◆ **Task brief**:
Count the lines in the records below that contain the string "positive" and reply with only that number.
===== Records for this exercise =====
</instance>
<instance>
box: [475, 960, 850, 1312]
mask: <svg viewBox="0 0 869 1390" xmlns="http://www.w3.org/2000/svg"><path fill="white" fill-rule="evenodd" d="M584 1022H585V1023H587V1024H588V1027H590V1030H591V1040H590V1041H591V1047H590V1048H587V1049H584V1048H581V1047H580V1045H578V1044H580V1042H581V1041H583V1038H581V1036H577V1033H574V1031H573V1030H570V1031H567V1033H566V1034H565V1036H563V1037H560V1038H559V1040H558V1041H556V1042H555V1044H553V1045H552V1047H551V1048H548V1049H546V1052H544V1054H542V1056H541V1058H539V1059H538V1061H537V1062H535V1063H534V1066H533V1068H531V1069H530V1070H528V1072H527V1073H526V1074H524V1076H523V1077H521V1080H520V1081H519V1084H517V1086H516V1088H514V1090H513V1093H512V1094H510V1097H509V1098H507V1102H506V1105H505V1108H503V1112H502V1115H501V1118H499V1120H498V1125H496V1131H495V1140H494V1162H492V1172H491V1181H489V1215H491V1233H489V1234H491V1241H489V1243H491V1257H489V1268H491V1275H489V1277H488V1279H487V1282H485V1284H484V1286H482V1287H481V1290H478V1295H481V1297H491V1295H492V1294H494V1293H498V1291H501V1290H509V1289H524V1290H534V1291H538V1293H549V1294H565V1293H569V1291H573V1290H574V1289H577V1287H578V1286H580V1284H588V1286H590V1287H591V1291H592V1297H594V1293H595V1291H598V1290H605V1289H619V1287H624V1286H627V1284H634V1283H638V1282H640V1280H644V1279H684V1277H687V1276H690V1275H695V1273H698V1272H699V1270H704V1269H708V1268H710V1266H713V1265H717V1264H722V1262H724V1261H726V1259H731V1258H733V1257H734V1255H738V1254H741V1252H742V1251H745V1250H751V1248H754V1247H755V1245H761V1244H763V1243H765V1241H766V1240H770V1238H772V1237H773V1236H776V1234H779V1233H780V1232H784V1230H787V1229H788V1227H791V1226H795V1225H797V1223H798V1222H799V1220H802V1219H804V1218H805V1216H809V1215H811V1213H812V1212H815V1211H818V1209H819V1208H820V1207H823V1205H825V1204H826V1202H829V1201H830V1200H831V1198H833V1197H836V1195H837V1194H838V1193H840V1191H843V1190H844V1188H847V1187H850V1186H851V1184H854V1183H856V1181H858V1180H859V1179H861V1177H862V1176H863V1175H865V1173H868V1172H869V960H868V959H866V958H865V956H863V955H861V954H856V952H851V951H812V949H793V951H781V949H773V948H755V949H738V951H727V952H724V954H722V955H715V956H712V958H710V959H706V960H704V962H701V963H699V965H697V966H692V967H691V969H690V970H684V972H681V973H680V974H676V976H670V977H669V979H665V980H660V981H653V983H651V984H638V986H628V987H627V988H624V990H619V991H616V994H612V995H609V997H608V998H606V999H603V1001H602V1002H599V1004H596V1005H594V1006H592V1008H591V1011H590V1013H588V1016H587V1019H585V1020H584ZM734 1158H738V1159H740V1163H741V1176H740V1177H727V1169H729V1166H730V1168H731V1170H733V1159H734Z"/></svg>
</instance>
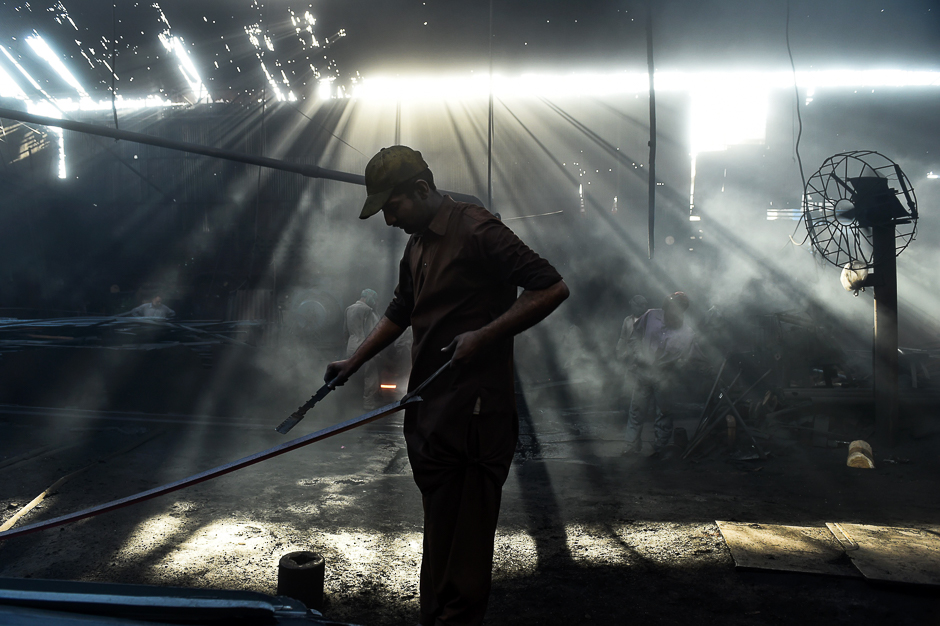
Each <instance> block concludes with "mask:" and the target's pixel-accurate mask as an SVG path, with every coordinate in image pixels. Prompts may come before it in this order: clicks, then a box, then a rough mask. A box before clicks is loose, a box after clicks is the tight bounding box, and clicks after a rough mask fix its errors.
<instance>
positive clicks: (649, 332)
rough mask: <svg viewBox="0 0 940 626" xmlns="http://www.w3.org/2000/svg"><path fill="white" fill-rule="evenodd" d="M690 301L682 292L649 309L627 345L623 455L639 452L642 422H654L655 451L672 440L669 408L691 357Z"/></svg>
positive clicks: (636, 327)
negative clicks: (628, 374) (628, 380)
mask: <svg viewBox="0 0 940 626" xmlns="http://www.w3.org/2000/svg"><path fill="white" fill-rule="evenodd" d="M688 308H689V298H688V296H686V295H685V294H684V293H682V292H681V291H677V292H676V293H674V294H672V295H671V296H668V297H667V298H666V300H665V301H664V302H663V308H661V309H650V310H649V311H647V312H646V313H644V314H643V315H642V316H640V319H639V320H637V322H636V325H635V326H634V328H633V333H632V334H631V335H630V339H629V341H628V345H627V358H628V362H629V364H630V369H631V370H633V371H634V372H635V374H634V375H635V377H636V378H635V380H636V382H635V383H634V388H633V397H632V399H631V401H630V411H629V417H628V419H627V428H626V436H625V438H624V439H625V441H626V449H625V450H624V453H637V452H640V449H641V447H640V446H641V445H642V444H641V440H640V433H641V431H642V429H643V422H644V421H645V420H647V419H649V418H650V417H652V418H653V420H654V424H653V426H654V430H655V433H656V438H655V443H654V444H653V450H654V452H659V451H660V450H662V449H663V448H664V447H666V445H668V444H669V440H670V438H671V437H672V431H673V424H672V408H673V406H672V405H673V402H674V397H675V385H676V379H677V375H678V374H679V370H680V368H681V366H682V365H684V364H685V363H686V362H687V361H688V359H689V357H690V356H691V354H692V350H693V343H692V342H693V339H694V335H693V334H692V329H691V328H689V326H688V325H687V324H686V323H685V311H686V310H687V309H688Z"/></svg>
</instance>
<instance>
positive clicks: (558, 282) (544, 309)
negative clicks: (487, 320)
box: [478, 280, 570, 344]
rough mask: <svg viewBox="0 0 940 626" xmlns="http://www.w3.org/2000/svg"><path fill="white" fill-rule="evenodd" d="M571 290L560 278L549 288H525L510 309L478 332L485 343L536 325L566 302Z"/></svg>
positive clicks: (502, 338)
mask: <svg viewBox="0 0 940 626" xmlns="http://www.w3.org/2000/svg"><path fill="white" fill-rule="evenodd" d="M569 294H570V292H569V291H568V285H566V284H565V281H563V280H560V281H558V282H557V283H555V284H554V285H552V286H551V287H548V288H547V289H538V290H529V289H527V290H525V291H523V292H522V294H521V295H520V296H519V297H518V298H517V299H516V301H515V302H514V303H513V305H512V306H511V307H509V310H508V311H506V312H505V313H503V314H502V315H500V316H499V317H497V318H496V319H495V320H493V321H492V322H490V323H489V324H487V325H486V326H484V327H483V328H481V329H480V330H479V331H478V332H479V333H480V334H481V338H482V339H483V342H484V343H485V344H489V343H492V342H494V341H498V340H500V339H504V338H506V337H512V336H513V335H517V334H519V333H521V332H522V331H524V330H526V329H527V328H531V327H532V326H535V325H536V324H538V323H539V322H541V321H542V320H543V319H545V318H546V317H547V316H548V314H549V313H551V312H552V311H554V310H555V309H557V308H558V305H560V304H561V303H562V302H564V301H565V300H566V299H567V298H568V295H569Z"/></svg>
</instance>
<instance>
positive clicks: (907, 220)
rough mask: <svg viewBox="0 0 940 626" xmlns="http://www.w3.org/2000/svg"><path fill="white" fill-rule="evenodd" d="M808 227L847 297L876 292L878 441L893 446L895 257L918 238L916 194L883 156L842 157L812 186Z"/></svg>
mask: <svg viewBox="0 0 940 626" xmlns="http://www.w3.org/2000/svg"><path fill="white" fill-rule="evenodd" d="M902 199H903V201H904V203H903V204H902V202H901V200H902ZM803 221H804V224H805V225H806V231H807V233H808V235H809V238H810V240H811V241H812V242H813V247H814V248H815V249H816V251H817V252H819V254H820V255H822V257H823V258H824V259H826V260H827V261H829V262H830V263H832V264H833V265H835V266H836V267H840V268H842V284H843V286H844V287H845V288H846V289H847V290H849V291H854V292H855V295H858V291H859V290H860V289H864V288H865V287H874V290H875V345H874V354H873V357H874V358H873V362H874V377H873V379H874V381H873V382H874V400H875V419H876V424H877V428H878V434H879V437H880V438H881V439H883V440H884V441H885V442H886V443H887V444H888V445H892V444H893V441H894V436H895V432H896V429H897V418H898V278H897V256H898V255H899V254H901V252H903V251H904V250H905V249H906V248H907V246H908V245H909V244H910V243H911V242H912V241H913V240H914V234H915V232H916V231H917V198H916V197H915V196H914V189H913V187H912V186H911V182H910V180H908V178H907V176H905V175H904V172H902V171H901V168H900V167H899V166H898V164H897V163H895V162H894V161H892V160H891V159H889V158H888V157H886V156H884V155H882V154H879V153H878V152H874V151H872V150H858V151H854V152H843V153H841V154H836V155H834V156H831V157H829V158H828V159H826V160H825V161H824V162H823V164H822V167H820V168H819V171H817V172H816V173H815V174H813V175H812V176H811V177H810V178H809V180H808V181H807V182H806V188H805V189H804V190H803ZM869 270H872V271H871V272H869Z"/></svg>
=====
◆ **Result of this exercise**:
5